§ **Exercise goal**
Using the data below, return the stretch from the line that contains "Target: stone chimney" through the line that contains "Target: flagstone floor", both included, exactly as it stands and nothing beyond it.

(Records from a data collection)
════
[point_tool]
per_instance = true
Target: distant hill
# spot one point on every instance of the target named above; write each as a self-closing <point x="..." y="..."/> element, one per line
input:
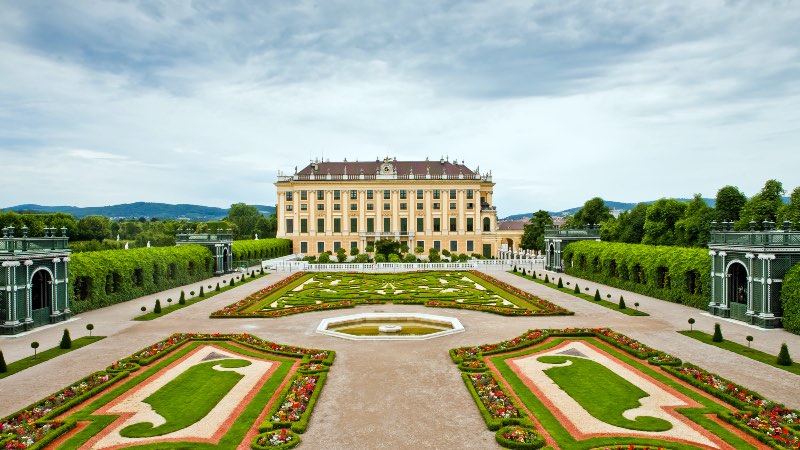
<point x="140" y="209"/>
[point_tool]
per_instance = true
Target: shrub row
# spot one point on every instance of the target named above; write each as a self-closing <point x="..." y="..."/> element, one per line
<point x="261" y="249"/>
<point x="113" y="276"/>
<point x="676" y="274"/>
<point x="790" y="300"/>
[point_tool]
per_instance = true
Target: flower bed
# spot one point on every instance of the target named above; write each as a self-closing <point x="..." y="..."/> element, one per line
<point x="519" y="437"/>
<point x="497" y="408"/>
<point x="347" y="290"/>
<point x="33" y="427"/>
<point x="768" y="421"/>
<point x="294" y="408"/>
<point x="277" y="439"/>
<point x="771" y="423"/>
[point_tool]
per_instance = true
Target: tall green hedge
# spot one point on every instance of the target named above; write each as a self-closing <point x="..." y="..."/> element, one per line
<point x="790" y="299"/>
<point x="261" y="249"/>
<point x="676" y="274"/>
<point x="108" y="277"/>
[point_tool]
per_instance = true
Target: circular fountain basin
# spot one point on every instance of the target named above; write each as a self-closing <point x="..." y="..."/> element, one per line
<point x="390" y="326"/>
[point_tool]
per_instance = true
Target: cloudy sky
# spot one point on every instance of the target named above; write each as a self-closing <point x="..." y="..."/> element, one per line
<point x="205" y="101"/>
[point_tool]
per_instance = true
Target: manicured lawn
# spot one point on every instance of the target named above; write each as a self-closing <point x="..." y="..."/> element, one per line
<point x="305" y="292"/>
<point x="743" y="350"/>
<point x="601" y="392"/>
<point x="564" y="438"/>
<point x="42" y="356"/>
<point x="168" y="308"/>
<point x="188" y="398"/>
<point x="629" y="310"/>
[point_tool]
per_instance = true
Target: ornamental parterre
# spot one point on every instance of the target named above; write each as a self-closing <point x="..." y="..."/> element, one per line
<point x="34" y="425"/>
<point x="771" y="422"/>
<point x="305" y="292"/>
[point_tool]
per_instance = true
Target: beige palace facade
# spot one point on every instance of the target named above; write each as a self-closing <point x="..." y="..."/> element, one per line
<point x="430" y="204"/>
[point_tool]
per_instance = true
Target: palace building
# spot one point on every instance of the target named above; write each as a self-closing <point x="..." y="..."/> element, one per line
<point x="430" y="204"/>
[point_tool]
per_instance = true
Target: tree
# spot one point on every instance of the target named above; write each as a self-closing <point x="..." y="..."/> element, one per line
<point x="763" y="206"/>
<point x="245" y="217"/>
<point x="791" y="211"/>
<point x="730" y="201"/>
<point x="659" y="224"/>
<point x="594" y="212"/>
<point x="533" y="236"/>
<point x="717" y="333"/>
<point x="694" y="228"/>
<point x="66" y="341"/>
<point x="783" y="356"/>
<point x="93" y="228"/>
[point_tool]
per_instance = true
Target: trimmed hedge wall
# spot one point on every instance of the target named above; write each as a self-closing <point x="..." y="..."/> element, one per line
<point x="790" y="299"/>
<point x="108" y="277"/>
<point x="676" y="274"/>
<point x="261" y="249"/>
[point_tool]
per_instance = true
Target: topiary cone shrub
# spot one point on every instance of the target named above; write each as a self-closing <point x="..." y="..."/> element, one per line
<point x="717" y="333"/>
<point x="783" y="356"/>
<point x="66" y="341"/>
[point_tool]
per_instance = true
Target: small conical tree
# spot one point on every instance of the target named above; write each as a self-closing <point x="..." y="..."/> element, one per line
<point x="66" y="341"/>
<point x="783" y="357"/>
<point x="717" y="333"/>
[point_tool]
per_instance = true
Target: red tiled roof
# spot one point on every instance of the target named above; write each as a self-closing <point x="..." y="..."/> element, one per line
<point x="400" y="167"/>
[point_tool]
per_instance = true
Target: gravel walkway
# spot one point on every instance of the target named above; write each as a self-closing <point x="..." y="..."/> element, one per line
<point x="404" y="394"/>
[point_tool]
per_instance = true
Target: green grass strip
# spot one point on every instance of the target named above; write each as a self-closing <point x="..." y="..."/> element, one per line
<point x="30" y="361"/>
<point x="188" y="398"/>
<point x="191" y="301"/>
<point x="756" y="355"/>
<point x="590" y="298"/>
<point x="566" y="441"/>
<point x="601" y="392"/>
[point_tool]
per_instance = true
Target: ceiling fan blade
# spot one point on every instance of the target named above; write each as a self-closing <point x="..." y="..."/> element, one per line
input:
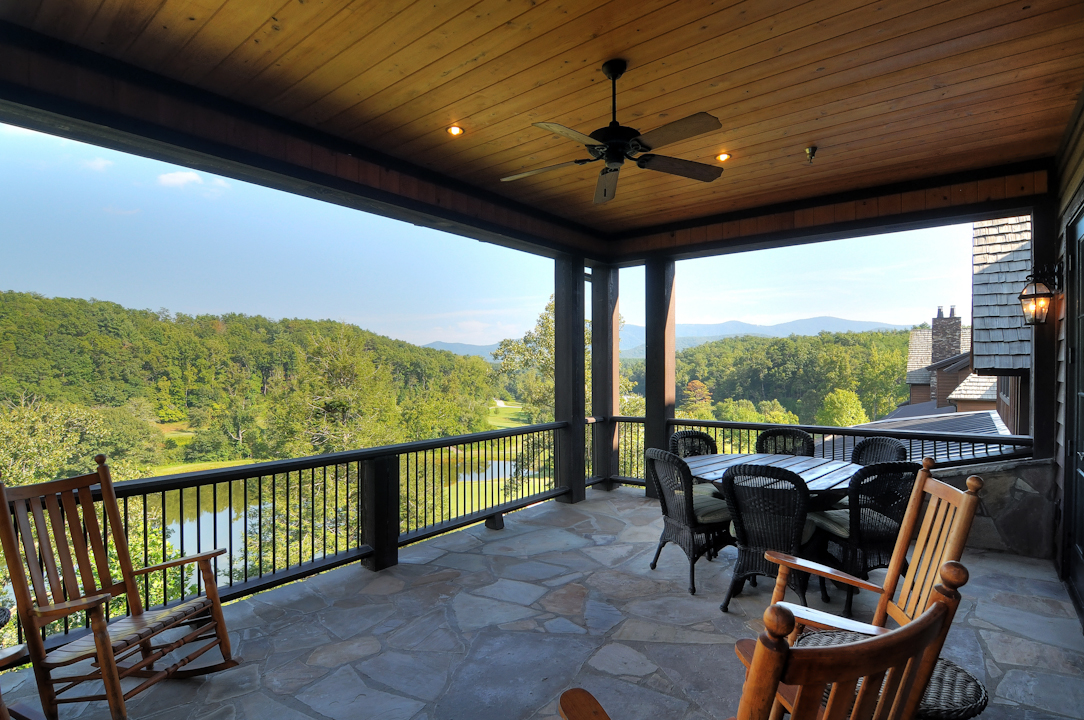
<point x="676" y="166"/>
<point x="546" y="169"/>
<point x="568" y="132"/>
<point x="607" y="185"/>
<point x="683" y="129"/>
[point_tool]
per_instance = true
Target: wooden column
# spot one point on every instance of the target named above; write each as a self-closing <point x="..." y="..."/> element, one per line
<point x="660" y="309"/>
<point x="379" y="511"/>
<point x="605" y="371"/>
<point x="569" y="359"/>
<point x="1044" y="338"/>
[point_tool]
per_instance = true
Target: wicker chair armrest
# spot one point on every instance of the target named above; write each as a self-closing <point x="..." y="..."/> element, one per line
<point x="823" y="570"/>
<point x="814" y="618"/>
<point x="61" y="609"/>
<point x="198" y="557"/>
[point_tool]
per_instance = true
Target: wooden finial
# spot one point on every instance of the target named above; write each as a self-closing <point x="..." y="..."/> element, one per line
<point x="954" y="575"/>
<point x="778" y="622"/>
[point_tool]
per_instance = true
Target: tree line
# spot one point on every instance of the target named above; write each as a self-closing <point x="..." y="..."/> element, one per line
<point x="82" y="376"/>
<point x="830" y="378"/>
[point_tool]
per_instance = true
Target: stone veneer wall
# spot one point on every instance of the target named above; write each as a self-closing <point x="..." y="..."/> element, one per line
<point x="945" y="334"/>
<point x="1016" y="505"/>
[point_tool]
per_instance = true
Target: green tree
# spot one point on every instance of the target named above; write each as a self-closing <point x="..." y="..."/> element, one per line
<point x="530" y="361"/>
<point x="697" y="403"/>
<point x="841" y="409"/>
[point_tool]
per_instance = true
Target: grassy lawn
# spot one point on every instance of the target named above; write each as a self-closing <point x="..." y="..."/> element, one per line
<point x="192" y="467"/>
<point x="510" y="415"/>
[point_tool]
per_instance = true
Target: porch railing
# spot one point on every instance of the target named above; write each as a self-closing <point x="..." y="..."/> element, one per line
<point x="286" y="519"/>
<point x="947" y="449"/>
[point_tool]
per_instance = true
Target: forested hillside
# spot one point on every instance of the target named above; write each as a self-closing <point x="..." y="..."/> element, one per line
<point x="91" y="375"/>
<point x="820" y="378"/>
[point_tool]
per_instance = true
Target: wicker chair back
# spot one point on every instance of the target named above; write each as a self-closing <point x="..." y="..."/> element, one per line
<point x="785" y="441"/>
<point x="687" y="444"/>
<point x="673" y="484"/>
<point x="878" y="499"/>
<point x="768" y="508"/>
<point x="878" y="450"/>
<point x="768" y="505"/>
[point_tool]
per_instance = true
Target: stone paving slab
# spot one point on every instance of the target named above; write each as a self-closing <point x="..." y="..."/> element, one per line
<point x="497" y="624"/>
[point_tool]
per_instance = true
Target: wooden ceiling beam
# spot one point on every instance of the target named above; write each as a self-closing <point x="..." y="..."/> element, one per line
<point x="66" y="91"/>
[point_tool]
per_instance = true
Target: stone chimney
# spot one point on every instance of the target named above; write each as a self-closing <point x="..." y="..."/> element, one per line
<point x="945" y="335"/>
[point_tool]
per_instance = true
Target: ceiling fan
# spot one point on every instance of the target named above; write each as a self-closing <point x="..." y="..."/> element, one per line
<point x="617" y="143"/>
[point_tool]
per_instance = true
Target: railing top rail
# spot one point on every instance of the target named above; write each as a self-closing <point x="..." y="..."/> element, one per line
<point x="130" y="488"/>
<point x="862" y="432"/>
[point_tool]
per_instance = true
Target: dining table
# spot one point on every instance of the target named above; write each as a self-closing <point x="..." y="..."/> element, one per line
<point x="827" y="479"/>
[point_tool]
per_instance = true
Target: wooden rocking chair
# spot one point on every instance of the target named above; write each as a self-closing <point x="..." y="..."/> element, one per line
<point x="939" y="518"/>
<point x="51" y="532"/>
<point x="879" y="678"/>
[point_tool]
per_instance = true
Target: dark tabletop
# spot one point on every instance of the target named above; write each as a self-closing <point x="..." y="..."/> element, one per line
<point x="821" y="474"/>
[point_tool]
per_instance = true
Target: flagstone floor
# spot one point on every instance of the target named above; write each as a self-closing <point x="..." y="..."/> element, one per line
<point x="481" y="625"/>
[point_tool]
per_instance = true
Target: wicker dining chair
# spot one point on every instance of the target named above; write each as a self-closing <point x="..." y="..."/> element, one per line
<point x="693" y="517"/>
<point x="687" y="444"/>
<point x="875" y="450"/>
<point x="769" y="509"/>
<point x="862" y="536"/>
<point x="785" y="441"/>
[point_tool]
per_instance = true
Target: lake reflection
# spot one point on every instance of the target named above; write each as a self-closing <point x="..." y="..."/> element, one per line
<point x="498" y="470"/>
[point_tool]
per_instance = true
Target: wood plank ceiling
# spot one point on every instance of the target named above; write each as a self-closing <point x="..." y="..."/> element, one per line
<point x="888" y="91"/>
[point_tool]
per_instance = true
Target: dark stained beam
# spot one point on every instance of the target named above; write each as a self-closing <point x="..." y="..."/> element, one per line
<point x="960" y="197"/>
<point x="605" y="369"/>
<point x="1044" y="339"/>
<point x="569" y="374"/>
<point x="659" y="372"/>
════
§ **Response for this exercise**
Target: stone chimney
# spot one point on every instance of the target named above; write each as a self-closing <point x="..." y="..."/> element, one per line
<point x="945" y="335"/>
[point_tool]
per_instance = true
Target: ceiling fan
# spot one point on every instance of the target named above; write each as a self-closing <point x="..." y="..."/> element, one per line
<point x="617" y="143"/>
[point_tool]
per_instance = true
Target: railing top rail
# spot one point on every instance of the target named above; write each as a self-closing <point x="..." y="..."/> element, one per line
<point x="130" y="488"/>
<point x="862" y="432"/>
[point_tool]
per_instance = true
Target: dining table
# spot one point on every instance of the target named above; write each as a self-closing <point x="..." y="..."/> element, one per line
<point x="827" y="479"/>
[point_tool]
per_instance = true
Target: wooden rocking chair
# spot one point on every instance of the target named above; write each as a self-closing <point x="..." y="..."/> element, one per line
<point x="939" y="518"/>
<point x="51" y="532"/>
<point x="879" y="678"/>
[point_tool]
per_instance = true
Target: dark tabletop
# spot one point on every instance of the target named above; write each as a self-closing <point x="..." y="..."/> element, one per line
<point x="821" y="474"/>
[point_tool]
per_instance = true
Target: flagstone floor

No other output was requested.